BEGIN Exercise input

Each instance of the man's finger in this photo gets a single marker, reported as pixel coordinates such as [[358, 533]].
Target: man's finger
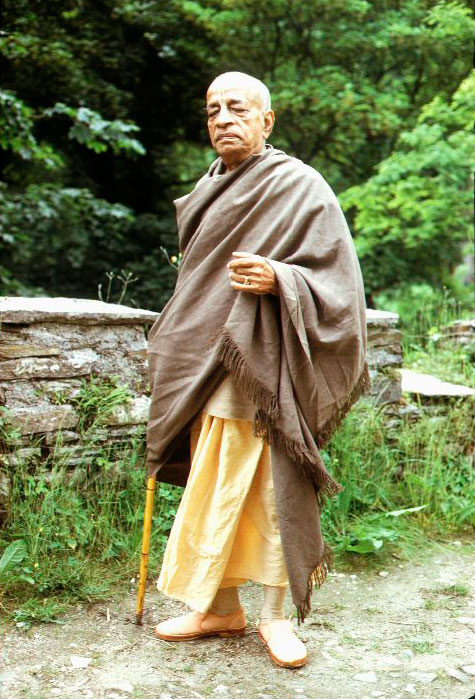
[[240, 253], [243, 262], [241, 278]]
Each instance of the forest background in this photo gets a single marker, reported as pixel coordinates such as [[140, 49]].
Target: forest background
[[102, 126]]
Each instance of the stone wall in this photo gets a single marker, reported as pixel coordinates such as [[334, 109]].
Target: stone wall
[[50, 346]]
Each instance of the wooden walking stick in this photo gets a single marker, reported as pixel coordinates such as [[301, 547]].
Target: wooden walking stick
[[147, 528]]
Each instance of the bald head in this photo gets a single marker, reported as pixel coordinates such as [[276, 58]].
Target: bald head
[[239, 116], [235, 79]]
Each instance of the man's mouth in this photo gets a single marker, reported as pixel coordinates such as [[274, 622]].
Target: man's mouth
[[228, 134]]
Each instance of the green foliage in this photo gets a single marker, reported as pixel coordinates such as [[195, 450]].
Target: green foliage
[[76, 235], [356, 86], [16, 132], [423, 472], [96, 400], [12, 556], [414, 215], [74, 530]]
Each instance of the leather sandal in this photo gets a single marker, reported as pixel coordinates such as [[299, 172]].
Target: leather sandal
[[284, 647], [198, 624]]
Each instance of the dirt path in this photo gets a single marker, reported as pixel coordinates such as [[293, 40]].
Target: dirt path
[[390, 634]]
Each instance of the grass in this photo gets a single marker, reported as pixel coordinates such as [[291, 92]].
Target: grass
[[78, 527]]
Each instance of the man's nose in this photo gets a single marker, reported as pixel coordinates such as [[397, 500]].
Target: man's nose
[[224, 116]]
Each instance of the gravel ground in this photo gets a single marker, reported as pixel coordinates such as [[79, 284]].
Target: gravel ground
[[393, 633]]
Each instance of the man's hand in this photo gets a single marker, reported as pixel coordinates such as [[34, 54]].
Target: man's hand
[[252, 273]]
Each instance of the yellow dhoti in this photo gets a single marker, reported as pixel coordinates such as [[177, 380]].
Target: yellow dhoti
[[226, 530]]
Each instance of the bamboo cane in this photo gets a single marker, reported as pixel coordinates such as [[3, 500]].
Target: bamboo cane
[[147, 528]]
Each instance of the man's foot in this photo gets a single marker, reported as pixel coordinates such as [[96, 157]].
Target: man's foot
[[198, 624], [284, 647]]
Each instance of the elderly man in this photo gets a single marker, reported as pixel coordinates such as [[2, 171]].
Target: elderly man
[[253, 362]]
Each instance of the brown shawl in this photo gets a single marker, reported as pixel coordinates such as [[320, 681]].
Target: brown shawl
[[299, 357]]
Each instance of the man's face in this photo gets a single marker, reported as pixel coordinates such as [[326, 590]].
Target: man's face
[[237, 122]]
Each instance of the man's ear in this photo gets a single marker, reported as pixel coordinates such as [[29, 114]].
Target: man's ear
[[269, 119]]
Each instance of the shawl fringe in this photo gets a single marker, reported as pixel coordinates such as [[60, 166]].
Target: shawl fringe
[[230, 355], [362, 386], [315, 580], [309, 464]]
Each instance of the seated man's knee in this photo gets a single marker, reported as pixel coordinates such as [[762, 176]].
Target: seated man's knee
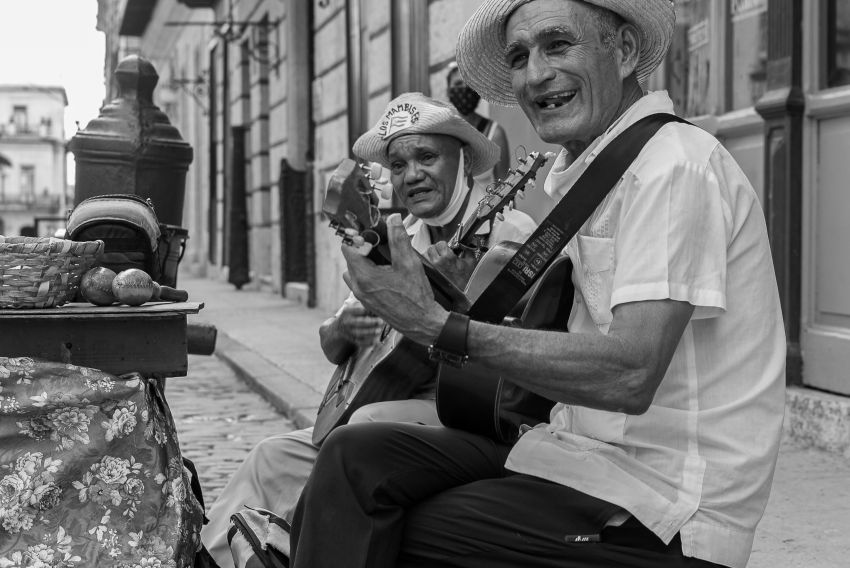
[[414, 411]]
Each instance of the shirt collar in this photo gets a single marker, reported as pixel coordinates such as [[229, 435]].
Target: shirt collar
[[566, 171]]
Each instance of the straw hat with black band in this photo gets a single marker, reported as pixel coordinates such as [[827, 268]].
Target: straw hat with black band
[[414, 113], [481, 44]]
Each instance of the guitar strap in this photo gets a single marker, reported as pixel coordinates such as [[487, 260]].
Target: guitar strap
[[564, 221]]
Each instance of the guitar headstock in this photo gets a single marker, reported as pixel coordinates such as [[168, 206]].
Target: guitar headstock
[[499, 196], [350, 201], [503, 192]]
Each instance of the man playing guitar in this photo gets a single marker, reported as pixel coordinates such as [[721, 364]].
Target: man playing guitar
[[432, 154], [670, 385]]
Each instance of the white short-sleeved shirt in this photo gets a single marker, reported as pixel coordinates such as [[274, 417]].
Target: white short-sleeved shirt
[[682, 223]]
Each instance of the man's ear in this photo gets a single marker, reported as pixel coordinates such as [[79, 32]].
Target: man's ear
[[467, 160], [628, 49]]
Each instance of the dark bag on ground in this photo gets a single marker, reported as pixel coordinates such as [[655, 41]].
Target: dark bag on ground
[[258, 539], [132, 235]]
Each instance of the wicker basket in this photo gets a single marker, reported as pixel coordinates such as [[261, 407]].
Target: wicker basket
[[43, 272]]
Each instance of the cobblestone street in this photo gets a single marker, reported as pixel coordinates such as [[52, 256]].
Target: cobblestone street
[[219, 419]]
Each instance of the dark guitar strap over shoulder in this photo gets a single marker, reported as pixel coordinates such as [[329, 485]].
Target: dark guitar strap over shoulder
[[564, 221]]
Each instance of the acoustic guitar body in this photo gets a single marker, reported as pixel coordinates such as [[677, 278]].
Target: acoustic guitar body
[[391, 369], [478, 400]]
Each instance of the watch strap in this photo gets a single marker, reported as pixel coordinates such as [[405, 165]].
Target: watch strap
[[450, 345]]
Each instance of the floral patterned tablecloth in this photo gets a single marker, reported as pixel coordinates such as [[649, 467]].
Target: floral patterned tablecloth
[[90, 471]]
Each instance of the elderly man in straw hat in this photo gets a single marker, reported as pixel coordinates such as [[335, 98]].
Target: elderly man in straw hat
[[670, 384], [432, 154]]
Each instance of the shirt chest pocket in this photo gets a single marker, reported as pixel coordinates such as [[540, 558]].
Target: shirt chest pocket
[[596, 261]]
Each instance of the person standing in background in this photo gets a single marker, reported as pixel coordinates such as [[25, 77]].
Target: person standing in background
[[465, 100]]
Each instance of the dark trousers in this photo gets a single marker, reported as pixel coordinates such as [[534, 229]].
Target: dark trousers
[[404, 495]]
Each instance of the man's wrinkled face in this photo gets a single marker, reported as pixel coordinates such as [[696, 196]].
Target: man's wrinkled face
[[566, 79], [423, 171]]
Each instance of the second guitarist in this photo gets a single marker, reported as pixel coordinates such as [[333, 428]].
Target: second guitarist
[[432, 154]]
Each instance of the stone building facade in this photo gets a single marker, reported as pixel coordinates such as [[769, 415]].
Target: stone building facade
[[33, 187], [289, 85]]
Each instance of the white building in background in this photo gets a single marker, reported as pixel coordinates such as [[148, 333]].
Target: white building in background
[[33, 182]]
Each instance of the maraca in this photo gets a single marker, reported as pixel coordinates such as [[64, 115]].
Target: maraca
[[134, 287], [96, 286]]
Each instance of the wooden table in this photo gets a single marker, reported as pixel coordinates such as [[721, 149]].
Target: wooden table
[[150, 339]]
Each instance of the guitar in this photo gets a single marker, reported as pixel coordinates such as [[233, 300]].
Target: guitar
[[477, 400], [394, 367]]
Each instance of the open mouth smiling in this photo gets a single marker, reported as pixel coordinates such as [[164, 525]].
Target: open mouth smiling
[[414, 193], [548, 102]]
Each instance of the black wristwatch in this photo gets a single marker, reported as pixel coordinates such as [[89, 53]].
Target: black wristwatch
[[450, 346]]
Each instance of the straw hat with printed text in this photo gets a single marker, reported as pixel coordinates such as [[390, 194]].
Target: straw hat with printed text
[[481, 44], [414, 113]]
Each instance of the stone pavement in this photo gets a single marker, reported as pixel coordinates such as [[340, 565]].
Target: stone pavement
[[219, 418], [272, 343]]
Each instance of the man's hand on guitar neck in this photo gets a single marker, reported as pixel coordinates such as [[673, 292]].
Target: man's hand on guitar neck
[[398, 293], [359, 326]]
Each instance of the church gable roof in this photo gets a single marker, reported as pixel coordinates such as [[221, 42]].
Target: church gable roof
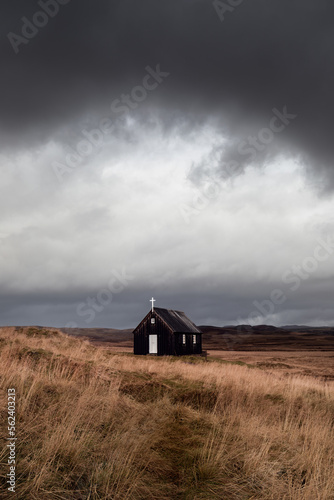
[[177, 321]]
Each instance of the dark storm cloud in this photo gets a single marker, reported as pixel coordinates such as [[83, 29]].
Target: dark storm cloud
[[263, 55]]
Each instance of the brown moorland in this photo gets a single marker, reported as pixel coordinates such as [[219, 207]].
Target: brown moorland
[[96, 424]]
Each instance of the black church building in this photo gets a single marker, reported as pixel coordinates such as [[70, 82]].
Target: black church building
[[166, 332]]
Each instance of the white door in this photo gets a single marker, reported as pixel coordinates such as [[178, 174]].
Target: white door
[[153, 344]]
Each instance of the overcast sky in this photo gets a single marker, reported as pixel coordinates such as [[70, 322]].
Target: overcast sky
[[180, 148]]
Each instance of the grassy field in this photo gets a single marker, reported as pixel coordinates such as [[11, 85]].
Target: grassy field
[[96, 424]]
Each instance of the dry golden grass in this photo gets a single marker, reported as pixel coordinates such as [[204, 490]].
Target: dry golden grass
[[93, 424]]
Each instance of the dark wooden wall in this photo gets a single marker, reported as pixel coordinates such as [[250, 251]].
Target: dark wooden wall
[[168, 343]]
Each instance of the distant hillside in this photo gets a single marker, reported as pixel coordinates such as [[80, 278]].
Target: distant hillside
[[241, 338], [267, 337]]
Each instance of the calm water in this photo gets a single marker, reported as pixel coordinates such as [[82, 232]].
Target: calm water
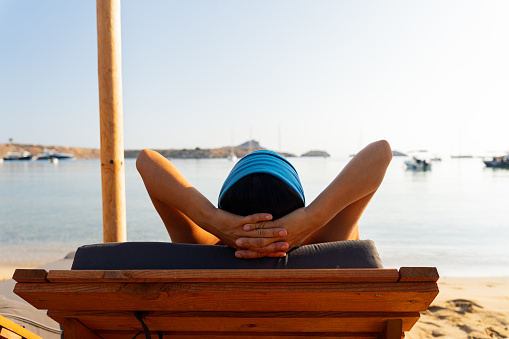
[[453, 217]]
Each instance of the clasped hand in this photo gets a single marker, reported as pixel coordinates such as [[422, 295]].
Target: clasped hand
[[266, 238]]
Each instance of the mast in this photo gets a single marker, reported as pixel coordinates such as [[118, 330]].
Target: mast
[[111, 120]]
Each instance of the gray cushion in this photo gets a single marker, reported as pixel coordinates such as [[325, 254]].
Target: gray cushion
[[160, 255]]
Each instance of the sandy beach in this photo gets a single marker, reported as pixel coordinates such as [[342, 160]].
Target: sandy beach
[[470, 308]]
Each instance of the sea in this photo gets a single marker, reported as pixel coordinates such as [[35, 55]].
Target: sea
[[453, 217]]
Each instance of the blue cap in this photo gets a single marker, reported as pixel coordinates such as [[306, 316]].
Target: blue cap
[[264, 161]]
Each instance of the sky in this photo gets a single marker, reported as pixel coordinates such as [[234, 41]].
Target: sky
[[293, 75]]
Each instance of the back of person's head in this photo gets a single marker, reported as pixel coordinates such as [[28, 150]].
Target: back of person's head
[[262, 182], [261, 193]]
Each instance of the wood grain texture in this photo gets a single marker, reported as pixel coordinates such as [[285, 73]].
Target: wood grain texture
[[418, 274], [30, 275], [238, 303], [265, 275], [9, 329], [109, 51], [241, 321], [230, 296]]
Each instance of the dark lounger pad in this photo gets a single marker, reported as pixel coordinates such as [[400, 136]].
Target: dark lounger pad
[[160, 255]]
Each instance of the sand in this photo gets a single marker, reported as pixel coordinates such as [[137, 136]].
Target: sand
[[470, 308], [466, 308]]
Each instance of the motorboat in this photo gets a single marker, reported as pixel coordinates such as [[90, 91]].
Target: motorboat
[[23, 155], [50, 154], [497, 162], [232, 156], [417, 164]]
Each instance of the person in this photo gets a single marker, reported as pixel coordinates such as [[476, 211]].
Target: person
[[262, 213]]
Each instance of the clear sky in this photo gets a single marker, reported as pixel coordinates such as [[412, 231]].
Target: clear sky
[[294, 75]]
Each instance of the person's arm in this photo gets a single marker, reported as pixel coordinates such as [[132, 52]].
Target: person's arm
[[360, 177], [165, 183]]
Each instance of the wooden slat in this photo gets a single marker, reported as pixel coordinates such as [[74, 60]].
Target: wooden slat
[[265, 335], [241, 321], [17, 329], [266, 275], [418, 274], [6, 334], [30, 275], [392, 329], [74, 329], [226, 297]]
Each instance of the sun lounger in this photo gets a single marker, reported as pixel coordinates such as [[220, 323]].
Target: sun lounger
[[231, 302], [18, 311]]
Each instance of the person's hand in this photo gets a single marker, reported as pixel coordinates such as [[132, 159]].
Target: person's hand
[[298, 225], [266, 241]]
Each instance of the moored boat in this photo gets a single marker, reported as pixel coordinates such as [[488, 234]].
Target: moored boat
[[50, 154], [23, 155], [497, 162]]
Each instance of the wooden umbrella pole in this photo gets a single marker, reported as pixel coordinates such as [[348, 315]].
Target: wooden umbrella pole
[[111, 121]]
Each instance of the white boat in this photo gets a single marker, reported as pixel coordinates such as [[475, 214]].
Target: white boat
[[51, 154], [417, 164], [232, 156], [23, 155]]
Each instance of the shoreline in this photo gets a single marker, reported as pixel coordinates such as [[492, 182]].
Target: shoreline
[[465, 308]]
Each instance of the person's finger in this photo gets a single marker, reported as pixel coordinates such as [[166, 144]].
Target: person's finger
[[255, 218], [262, 245], [262, 225], [248, 254], [278, 233]]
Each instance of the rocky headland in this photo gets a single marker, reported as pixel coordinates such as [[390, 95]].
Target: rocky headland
[[196, 153]]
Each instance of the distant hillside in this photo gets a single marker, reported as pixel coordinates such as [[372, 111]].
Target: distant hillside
[[316, 154], [91, 153], [79, 152], [201, 153]]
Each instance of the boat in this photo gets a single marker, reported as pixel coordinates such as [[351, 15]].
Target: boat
[[232, 156], [417, 164], [23, 155], [498, 162], [51, 154]]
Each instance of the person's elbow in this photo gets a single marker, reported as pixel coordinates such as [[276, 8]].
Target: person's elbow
[[142, 159]]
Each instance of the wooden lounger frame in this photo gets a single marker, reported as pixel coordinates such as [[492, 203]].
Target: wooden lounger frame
[[11, 330], [325, 303]]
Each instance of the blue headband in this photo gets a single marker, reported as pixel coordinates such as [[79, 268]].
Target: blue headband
[[264, 161]]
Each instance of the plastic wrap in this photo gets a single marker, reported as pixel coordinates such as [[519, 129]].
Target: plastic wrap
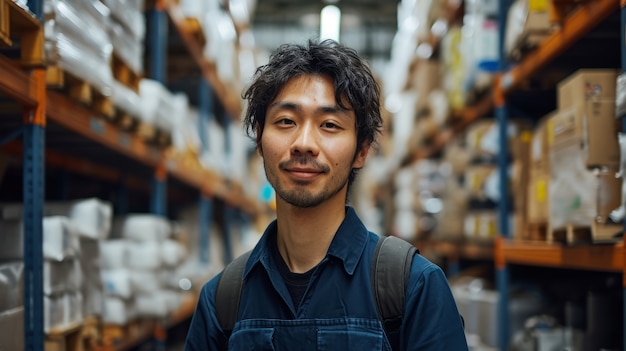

END Exercise input

• [Work required]: What is the number of lines in the data that include "wrap"? Respond with that number and no other text.

• [Answer to this exercise]: 2